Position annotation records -
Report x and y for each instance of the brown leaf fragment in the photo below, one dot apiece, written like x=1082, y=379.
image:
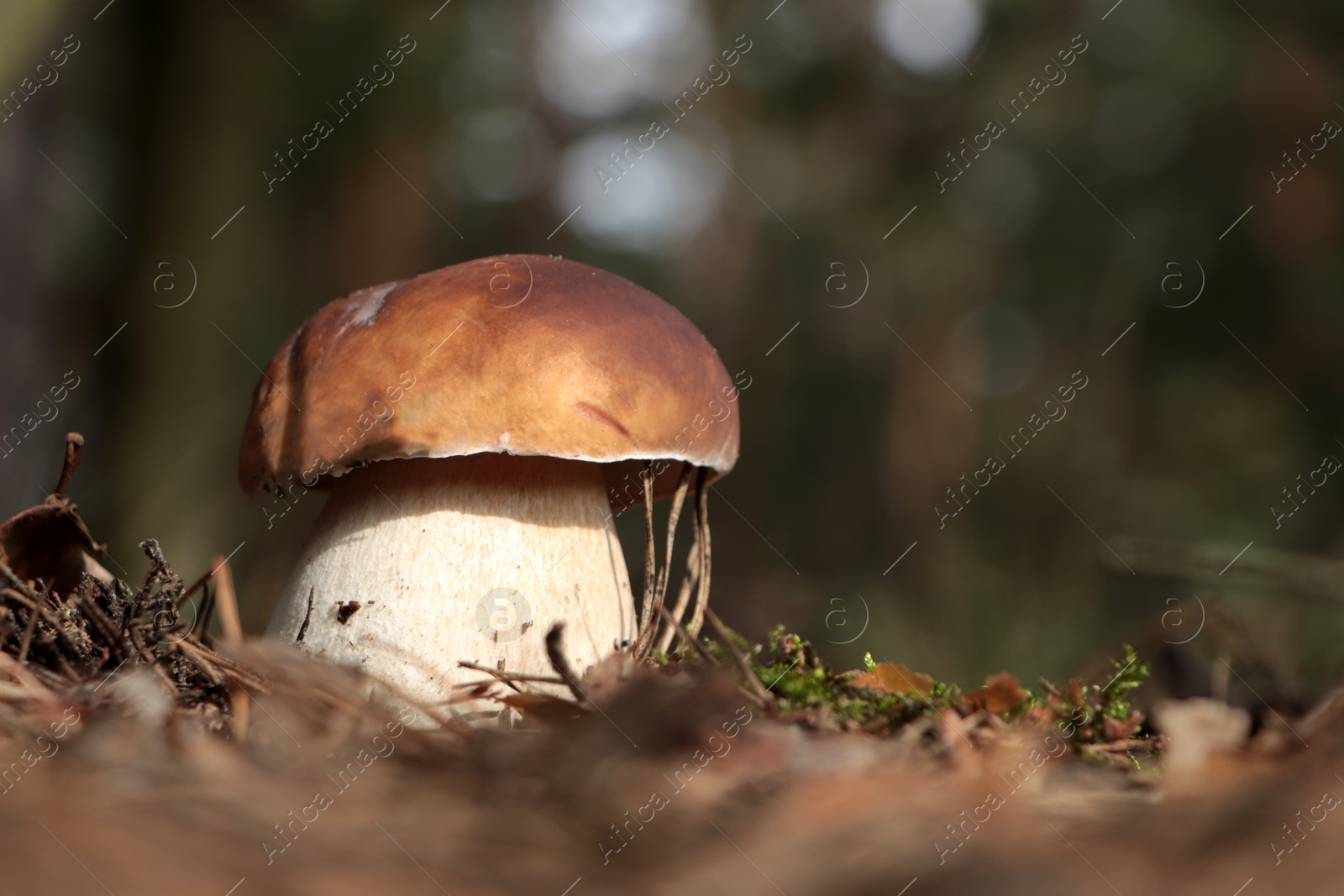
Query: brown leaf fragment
x=895, y=678
x=1001, y=692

Your task - Return every line of the records above without any changes, leaving the pictures out.

Written answer -
Report x and y for each instance of the brown leaf fragment in the photo below, one dot apiece, written like x=1082, y=379.
image:
Query: brown leaf fragment
x=895, y=678
x=1001, y=692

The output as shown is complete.